— BEGIN DATASET CONTENT —
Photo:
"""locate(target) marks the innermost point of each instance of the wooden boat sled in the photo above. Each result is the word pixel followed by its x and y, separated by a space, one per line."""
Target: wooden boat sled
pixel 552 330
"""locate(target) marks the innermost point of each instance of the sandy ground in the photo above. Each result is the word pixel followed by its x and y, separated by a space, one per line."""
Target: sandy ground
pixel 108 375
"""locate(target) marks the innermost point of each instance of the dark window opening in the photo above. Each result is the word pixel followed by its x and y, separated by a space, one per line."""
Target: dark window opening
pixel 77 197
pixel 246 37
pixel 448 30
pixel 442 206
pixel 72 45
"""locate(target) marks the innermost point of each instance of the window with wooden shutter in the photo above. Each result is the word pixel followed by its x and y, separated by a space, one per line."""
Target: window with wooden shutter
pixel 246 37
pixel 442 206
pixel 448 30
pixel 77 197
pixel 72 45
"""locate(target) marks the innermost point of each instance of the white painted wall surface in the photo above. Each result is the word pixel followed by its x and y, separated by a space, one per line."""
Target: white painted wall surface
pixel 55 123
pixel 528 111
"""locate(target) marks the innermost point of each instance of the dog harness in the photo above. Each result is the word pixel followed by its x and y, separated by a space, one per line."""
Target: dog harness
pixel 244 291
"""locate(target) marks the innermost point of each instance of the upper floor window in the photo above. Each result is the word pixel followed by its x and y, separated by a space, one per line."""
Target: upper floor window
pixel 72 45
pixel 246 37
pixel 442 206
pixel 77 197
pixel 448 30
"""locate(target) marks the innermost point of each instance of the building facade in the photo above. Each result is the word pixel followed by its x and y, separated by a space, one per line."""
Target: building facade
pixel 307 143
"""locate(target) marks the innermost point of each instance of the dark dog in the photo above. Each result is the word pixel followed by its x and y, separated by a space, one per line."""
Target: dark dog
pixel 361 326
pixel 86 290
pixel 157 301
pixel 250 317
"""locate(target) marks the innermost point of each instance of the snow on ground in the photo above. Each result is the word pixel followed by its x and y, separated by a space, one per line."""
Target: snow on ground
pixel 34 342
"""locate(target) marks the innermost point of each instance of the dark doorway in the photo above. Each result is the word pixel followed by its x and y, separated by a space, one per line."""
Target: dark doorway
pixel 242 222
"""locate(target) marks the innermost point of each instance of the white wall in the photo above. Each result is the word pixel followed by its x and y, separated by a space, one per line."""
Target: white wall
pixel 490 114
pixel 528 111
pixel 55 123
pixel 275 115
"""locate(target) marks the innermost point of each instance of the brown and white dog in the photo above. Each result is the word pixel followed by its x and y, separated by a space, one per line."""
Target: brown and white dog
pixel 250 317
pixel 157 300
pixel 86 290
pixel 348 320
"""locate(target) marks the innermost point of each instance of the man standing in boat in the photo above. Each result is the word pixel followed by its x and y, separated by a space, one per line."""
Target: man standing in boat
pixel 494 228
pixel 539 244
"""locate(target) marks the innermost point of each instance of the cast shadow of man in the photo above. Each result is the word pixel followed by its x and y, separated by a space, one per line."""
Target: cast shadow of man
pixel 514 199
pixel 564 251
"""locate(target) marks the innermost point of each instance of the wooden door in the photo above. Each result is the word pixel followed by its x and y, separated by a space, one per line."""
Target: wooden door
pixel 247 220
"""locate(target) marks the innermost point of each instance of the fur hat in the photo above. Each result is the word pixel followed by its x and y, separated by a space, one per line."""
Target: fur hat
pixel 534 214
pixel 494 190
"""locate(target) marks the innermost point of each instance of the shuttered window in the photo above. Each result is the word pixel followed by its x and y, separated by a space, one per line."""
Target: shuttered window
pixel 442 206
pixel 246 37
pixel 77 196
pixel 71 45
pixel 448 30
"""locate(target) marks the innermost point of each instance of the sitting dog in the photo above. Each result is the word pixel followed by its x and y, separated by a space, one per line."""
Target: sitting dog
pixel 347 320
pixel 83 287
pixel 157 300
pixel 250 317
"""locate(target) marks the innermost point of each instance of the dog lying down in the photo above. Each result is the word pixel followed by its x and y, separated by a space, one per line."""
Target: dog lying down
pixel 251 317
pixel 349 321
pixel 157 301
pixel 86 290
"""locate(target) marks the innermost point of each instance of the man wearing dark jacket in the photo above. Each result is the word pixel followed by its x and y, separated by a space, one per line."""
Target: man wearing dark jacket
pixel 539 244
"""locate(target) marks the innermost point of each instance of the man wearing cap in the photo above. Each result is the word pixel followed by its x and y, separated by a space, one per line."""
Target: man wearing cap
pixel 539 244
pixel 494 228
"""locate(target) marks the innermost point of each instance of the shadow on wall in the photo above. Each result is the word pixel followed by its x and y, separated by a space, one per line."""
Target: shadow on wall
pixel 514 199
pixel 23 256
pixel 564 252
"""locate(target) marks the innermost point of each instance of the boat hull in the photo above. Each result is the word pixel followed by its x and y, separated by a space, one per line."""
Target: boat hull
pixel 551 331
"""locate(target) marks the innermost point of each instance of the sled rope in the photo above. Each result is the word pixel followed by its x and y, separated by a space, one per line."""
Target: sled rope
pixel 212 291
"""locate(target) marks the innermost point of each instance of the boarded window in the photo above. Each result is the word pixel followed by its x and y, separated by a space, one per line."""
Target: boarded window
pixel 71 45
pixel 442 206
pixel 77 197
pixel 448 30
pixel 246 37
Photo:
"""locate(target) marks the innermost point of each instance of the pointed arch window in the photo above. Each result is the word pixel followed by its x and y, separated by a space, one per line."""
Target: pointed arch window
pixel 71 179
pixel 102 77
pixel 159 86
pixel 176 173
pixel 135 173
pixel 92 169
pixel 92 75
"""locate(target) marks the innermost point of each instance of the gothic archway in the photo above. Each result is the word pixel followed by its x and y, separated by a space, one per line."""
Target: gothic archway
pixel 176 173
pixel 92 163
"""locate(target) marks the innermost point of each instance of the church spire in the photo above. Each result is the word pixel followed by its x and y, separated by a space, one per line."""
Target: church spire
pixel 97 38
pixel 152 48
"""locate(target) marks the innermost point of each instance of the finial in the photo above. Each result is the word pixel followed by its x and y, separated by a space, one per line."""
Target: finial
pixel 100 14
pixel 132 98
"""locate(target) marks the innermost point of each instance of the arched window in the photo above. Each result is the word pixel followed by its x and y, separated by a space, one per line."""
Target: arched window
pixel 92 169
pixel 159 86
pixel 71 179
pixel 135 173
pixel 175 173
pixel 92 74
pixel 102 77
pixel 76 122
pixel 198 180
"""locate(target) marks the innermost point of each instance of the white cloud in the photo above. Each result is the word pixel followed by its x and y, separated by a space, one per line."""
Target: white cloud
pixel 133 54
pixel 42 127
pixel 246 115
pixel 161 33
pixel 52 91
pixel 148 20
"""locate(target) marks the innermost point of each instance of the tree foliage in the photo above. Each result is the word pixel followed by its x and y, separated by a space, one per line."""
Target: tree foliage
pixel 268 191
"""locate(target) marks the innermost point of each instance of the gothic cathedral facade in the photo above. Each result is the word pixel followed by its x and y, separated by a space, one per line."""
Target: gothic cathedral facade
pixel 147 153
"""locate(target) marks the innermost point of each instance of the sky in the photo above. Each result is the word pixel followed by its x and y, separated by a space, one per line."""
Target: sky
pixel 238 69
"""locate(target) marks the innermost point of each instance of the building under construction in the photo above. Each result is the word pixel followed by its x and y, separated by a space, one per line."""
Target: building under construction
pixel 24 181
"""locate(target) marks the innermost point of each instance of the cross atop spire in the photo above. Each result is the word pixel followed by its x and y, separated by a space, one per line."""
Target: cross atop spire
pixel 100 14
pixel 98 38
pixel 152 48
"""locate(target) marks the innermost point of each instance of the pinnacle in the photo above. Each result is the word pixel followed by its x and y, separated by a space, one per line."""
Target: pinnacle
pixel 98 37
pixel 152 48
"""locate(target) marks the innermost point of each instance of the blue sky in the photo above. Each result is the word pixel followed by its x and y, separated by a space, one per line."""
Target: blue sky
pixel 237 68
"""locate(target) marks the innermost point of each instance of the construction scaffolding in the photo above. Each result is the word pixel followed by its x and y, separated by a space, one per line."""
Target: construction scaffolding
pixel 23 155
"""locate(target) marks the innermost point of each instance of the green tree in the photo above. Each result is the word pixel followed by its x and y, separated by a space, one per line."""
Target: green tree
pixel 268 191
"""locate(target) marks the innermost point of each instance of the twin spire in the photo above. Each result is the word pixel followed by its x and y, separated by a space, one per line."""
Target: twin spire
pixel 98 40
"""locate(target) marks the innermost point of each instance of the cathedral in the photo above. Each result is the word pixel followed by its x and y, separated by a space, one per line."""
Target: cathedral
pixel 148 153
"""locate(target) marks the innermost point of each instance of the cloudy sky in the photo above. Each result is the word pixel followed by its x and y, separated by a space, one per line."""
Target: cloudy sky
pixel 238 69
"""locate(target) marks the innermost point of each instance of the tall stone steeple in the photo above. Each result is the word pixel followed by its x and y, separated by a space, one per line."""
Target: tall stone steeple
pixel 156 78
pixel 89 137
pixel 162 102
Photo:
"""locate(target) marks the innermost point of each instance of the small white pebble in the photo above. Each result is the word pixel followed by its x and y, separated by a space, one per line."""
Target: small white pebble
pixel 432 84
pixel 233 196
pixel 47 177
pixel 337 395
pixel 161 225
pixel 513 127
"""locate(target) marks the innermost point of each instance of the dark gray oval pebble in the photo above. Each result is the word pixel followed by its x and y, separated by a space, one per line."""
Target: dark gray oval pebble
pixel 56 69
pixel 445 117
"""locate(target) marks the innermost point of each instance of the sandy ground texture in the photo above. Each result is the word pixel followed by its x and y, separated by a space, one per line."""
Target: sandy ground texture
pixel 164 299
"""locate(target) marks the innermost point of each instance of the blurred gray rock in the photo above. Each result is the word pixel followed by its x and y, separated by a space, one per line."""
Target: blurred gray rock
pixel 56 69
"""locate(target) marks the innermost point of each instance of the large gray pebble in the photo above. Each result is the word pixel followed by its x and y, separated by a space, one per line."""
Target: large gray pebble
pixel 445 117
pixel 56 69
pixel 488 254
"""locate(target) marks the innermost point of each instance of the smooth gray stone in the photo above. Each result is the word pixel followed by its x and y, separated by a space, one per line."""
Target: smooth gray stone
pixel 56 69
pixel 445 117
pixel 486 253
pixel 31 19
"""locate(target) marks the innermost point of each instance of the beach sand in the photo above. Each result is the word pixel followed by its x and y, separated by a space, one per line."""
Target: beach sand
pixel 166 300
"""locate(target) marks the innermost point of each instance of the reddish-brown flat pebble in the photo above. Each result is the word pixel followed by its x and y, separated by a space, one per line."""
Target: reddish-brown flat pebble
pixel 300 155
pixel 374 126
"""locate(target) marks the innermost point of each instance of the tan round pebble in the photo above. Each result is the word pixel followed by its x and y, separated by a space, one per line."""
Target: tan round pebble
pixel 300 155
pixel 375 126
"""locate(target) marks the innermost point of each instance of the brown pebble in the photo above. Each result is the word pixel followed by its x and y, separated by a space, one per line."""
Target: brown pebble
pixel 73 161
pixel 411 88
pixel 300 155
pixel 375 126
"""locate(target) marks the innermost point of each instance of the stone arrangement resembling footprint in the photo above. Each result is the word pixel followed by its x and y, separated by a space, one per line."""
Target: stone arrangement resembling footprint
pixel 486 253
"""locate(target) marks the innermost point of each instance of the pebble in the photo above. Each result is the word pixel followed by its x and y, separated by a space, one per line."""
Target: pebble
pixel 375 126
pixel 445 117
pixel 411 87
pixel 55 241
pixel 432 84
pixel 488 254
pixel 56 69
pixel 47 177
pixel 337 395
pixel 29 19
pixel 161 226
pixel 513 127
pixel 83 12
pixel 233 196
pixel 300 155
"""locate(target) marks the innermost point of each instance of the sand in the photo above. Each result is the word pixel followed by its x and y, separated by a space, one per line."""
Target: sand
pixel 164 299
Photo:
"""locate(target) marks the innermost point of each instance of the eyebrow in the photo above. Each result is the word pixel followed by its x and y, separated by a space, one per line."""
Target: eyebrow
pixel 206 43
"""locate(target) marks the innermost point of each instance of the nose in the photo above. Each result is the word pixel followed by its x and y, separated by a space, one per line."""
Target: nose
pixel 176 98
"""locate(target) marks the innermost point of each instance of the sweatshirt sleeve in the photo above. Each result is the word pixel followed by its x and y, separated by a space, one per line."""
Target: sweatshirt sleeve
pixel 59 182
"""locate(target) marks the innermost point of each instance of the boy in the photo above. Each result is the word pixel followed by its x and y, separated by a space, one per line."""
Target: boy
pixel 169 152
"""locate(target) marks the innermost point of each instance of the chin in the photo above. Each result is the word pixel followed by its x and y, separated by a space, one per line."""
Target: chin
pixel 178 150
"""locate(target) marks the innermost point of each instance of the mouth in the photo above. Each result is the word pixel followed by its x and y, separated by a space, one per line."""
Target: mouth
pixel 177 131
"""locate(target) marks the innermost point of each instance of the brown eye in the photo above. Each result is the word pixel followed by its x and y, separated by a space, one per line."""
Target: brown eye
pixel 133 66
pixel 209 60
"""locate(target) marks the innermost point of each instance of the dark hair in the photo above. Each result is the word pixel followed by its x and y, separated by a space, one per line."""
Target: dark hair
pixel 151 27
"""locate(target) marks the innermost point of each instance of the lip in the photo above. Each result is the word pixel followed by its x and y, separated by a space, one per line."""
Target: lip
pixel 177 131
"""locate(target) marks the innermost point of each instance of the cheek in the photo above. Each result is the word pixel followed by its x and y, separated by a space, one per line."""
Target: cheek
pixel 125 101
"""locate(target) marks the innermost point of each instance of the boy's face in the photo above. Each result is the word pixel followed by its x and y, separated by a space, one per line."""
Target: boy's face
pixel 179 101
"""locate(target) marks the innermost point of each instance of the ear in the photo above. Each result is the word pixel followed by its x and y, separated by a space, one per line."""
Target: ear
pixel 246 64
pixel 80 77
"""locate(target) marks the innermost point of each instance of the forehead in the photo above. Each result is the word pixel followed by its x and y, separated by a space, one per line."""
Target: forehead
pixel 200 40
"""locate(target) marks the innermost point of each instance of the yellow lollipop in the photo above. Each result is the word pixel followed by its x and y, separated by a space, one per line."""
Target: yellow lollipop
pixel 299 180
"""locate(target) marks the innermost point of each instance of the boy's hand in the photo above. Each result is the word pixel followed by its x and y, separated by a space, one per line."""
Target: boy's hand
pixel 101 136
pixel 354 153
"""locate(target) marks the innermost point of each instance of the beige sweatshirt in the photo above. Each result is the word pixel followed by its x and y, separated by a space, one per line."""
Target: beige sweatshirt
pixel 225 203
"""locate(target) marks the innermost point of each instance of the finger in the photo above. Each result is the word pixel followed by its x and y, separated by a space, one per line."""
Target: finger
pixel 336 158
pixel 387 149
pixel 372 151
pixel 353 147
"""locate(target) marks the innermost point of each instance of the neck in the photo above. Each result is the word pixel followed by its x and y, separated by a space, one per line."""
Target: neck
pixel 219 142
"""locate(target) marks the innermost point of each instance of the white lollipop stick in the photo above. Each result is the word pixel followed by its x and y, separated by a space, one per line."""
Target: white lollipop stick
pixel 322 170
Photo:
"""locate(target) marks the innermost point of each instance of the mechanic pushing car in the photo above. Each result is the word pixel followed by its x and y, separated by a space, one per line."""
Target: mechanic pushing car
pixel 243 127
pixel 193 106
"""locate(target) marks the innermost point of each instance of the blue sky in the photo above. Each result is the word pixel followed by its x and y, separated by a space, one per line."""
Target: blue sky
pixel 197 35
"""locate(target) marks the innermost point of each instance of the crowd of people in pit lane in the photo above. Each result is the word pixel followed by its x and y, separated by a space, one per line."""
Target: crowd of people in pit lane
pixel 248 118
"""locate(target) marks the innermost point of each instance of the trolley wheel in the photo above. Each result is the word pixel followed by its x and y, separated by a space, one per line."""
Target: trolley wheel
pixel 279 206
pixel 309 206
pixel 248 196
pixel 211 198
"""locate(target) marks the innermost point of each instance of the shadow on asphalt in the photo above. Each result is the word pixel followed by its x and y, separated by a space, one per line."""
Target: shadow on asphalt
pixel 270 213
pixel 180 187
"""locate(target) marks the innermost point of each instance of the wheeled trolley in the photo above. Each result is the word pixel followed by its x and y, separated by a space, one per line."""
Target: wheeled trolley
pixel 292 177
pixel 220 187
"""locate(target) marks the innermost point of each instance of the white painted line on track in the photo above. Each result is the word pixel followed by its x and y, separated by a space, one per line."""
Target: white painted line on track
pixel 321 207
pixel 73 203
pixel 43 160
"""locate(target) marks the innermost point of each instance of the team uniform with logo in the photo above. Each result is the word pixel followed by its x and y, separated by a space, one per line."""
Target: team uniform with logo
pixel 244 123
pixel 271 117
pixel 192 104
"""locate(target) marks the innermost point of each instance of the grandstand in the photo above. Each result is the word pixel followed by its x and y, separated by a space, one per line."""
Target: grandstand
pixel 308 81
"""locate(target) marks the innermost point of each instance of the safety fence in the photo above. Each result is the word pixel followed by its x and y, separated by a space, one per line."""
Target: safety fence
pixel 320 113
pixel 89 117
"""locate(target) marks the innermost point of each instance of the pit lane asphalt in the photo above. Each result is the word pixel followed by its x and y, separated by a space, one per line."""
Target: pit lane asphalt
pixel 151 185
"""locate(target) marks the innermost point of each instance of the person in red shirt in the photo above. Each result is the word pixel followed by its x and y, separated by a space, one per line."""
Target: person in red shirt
— END DATASET CONTENT —
▶ _TO BE DONE_:
Reproduce the records from the line containing "of the green" through the line containing "pixel 148 153", inclusive, swapping "innermost" for "central" and leaving everything else unchanged.

▶ _PROBLEM SOLUTION_:
"""locate(target) marks the central point of each instance of the green tree in the photo above. Each result is the word pixel followed by its x and y, separated by a space, one per line."""
Target: green tree
pixel 268 191
"""locate(target) marks the central point of each instance of the twin spire in the photo above. Each result is the word pixel followed by its x and y, separated by a space, one per line."""
Target: twin spire
pixel 98 40
"""locate(target) marks the central point of each instance of the cathedral in the photo above. Each result is the word pixel followed by its x and y, separated by a space, one per line."""
Target: cathedral
pixel 148 153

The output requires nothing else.